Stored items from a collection
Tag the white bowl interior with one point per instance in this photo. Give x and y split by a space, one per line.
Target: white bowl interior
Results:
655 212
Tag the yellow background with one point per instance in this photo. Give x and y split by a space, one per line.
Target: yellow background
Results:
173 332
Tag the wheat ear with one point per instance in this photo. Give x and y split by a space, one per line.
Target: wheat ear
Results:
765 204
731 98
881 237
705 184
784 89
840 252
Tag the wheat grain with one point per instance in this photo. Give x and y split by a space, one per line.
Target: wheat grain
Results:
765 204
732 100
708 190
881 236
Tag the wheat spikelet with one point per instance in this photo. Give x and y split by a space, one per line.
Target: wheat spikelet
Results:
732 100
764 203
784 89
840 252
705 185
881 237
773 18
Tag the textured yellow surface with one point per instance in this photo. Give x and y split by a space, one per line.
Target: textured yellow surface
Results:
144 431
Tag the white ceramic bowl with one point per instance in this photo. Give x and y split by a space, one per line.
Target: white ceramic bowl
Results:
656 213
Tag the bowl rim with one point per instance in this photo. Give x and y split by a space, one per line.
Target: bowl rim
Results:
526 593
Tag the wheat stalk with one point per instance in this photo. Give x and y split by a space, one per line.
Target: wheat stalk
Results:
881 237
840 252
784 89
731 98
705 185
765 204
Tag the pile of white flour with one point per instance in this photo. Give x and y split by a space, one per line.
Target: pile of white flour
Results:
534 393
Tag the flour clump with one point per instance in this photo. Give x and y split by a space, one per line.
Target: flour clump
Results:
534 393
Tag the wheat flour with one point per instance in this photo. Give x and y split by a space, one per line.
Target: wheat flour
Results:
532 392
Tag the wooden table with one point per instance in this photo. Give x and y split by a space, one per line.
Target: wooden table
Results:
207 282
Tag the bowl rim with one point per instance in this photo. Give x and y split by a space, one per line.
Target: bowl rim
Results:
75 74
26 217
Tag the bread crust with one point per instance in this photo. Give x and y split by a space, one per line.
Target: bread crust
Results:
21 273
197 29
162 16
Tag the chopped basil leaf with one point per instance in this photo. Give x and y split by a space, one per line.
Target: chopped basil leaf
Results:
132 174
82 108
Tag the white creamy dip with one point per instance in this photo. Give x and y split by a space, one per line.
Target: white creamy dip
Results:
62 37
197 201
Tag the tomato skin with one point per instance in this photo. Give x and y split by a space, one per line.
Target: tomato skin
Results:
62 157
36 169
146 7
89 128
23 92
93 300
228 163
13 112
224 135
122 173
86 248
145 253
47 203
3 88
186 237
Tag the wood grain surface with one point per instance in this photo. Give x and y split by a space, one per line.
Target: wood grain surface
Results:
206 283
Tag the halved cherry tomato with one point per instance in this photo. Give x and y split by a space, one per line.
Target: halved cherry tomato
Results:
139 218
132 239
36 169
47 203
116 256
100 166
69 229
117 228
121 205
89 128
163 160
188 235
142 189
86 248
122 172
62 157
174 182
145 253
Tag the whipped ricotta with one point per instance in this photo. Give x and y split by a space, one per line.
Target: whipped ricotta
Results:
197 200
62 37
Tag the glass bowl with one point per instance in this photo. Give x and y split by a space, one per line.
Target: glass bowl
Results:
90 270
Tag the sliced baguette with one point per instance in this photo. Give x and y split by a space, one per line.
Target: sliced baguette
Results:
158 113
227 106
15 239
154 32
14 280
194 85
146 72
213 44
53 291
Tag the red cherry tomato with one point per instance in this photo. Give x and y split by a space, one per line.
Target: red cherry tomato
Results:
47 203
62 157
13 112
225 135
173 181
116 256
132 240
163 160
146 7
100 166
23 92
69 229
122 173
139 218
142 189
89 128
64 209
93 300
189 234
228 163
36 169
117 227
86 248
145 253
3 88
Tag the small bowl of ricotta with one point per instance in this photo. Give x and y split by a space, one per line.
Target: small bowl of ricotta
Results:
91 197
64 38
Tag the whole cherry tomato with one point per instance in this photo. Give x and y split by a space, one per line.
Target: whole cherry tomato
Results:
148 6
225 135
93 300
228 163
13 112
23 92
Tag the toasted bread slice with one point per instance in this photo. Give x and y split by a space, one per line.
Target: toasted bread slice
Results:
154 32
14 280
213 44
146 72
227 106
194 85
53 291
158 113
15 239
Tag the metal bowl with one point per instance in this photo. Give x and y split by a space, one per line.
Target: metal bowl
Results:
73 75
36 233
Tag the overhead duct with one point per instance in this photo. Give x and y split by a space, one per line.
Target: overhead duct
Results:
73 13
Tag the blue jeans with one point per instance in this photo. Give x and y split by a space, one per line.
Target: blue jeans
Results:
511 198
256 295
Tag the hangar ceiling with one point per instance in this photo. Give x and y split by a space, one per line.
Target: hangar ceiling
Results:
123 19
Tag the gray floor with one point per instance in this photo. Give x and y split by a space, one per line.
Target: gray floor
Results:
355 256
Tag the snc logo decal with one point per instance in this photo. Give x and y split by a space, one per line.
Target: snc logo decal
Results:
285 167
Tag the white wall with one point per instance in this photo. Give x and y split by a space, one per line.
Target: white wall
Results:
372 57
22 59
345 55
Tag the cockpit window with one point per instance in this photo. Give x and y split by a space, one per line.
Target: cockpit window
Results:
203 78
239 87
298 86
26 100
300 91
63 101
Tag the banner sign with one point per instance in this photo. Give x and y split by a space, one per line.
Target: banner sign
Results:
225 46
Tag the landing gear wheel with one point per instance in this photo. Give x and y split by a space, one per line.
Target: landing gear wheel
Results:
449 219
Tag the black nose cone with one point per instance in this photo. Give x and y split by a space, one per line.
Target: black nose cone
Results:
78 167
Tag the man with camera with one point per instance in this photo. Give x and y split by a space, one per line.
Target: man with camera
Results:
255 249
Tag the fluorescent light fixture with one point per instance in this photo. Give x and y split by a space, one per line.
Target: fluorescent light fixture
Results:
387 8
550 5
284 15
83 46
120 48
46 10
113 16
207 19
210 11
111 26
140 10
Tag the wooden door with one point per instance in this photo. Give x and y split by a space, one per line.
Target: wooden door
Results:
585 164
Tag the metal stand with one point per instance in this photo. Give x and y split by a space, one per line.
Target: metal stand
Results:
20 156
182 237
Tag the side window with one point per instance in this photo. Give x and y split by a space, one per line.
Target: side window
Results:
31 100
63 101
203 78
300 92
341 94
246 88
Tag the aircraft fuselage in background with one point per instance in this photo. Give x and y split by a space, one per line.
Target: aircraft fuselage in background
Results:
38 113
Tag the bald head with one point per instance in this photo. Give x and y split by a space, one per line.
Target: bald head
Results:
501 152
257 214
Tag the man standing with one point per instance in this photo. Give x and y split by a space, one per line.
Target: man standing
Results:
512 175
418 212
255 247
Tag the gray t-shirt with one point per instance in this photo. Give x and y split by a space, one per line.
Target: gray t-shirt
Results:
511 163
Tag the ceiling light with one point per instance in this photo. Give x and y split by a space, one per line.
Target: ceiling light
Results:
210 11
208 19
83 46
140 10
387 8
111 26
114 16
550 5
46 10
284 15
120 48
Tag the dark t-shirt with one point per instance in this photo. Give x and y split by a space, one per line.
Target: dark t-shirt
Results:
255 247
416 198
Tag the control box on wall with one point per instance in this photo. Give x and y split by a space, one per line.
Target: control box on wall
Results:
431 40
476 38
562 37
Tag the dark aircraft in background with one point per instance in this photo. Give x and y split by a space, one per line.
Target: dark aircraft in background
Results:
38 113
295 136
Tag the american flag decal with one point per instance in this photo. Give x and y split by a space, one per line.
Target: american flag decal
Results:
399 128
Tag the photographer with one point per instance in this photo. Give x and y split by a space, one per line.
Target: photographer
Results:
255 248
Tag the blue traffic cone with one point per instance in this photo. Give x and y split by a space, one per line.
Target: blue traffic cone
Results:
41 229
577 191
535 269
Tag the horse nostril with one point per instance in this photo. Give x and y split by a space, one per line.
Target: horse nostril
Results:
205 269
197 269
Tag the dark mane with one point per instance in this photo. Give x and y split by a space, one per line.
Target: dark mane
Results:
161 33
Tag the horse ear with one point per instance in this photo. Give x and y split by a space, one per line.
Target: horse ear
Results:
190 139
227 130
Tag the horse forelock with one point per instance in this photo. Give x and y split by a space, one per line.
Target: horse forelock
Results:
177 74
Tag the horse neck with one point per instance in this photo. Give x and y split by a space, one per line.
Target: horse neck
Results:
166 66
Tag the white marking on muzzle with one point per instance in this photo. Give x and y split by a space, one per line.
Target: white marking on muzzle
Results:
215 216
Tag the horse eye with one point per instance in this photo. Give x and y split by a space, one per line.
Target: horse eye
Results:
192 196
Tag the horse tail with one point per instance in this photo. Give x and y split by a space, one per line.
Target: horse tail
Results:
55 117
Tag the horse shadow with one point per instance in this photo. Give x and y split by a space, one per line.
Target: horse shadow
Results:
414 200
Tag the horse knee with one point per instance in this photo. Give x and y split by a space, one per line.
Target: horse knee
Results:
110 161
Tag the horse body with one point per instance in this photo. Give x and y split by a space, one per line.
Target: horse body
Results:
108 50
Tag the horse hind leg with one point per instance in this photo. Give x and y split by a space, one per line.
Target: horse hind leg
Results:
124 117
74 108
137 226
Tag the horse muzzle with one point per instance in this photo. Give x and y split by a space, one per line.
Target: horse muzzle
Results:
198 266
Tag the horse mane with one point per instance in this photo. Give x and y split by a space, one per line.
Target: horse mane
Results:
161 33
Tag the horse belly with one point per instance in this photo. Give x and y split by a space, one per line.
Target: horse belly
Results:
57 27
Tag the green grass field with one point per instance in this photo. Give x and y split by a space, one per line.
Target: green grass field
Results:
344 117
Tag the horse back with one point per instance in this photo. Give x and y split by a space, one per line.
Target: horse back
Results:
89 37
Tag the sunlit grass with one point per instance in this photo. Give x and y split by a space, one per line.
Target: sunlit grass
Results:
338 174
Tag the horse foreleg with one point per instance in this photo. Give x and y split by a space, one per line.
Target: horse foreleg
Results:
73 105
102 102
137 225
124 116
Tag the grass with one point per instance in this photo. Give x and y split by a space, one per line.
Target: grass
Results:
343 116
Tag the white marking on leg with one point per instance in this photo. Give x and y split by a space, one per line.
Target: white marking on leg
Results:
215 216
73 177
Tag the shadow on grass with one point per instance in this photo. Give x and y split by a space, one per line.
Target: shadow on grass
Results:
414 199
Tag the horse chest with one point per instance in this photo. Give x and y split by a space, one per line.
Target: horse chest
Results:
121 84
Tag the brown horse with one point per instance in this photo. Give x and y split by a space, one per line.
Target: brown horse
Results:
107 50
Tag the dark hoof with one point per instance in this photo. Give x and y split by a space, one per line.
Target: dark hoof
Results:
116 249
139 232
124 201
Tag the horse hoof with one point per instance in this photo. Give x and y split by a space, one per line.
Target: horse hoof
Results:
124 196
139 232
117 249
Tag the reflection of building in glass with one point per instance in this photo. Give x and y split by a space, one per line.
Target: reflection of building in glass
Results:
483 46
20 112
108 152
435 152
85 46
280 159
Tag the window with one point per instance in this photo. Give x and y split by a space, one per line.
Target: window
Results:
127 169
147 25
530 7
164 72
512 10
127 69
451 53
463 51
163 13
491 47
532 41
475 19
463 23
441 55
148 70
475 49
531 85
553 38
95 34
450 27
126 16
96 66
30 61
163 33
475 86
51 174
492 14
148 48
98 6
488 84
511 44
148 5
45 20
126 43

◆ Task statement:
Look back at the entries above. Retype the line with "Tag the wood grain", the line with "Tag the red", and all lines in between.

◆ Task output:
Tag the wood grain surface with one point per instance in this photo. Give x and y split by a space, one per line.
Target: wood grain surface
Results:
206 283
Tag the halved cherry tomato with one point per instance in this photo. Give x and y split by a space, one per line.
Target: halved cherry tomato
Results:
139 218
132 239
36 169
47 203
116 256
100 166
69 229
117 228
121 205
89 128
163 160
188 235
142 189
86 248
122 172
62 157
174 182
145 253
Tag the whipped ricotta with one point per instance in this photo. Give x and y split by a space, one per line.
Target: whipped ricotta
Results:
197 200
62 37
Tag the glass bowl with one point per instance in this photo. Give x and y split by a space, one per line.
Target: glass bowl
Results:
90 270
Tag the sliced baguette with one point per instance in this photo. Give x and y split by a space, one per line.
Target: sliced baguette
Results:
158 113
227 106
15 239
154 32
14 280
194 85
146 72
213 44
53 291
Tag the red cherry tomato with one point per instance in this photo. Give x and y split by a space, one per line.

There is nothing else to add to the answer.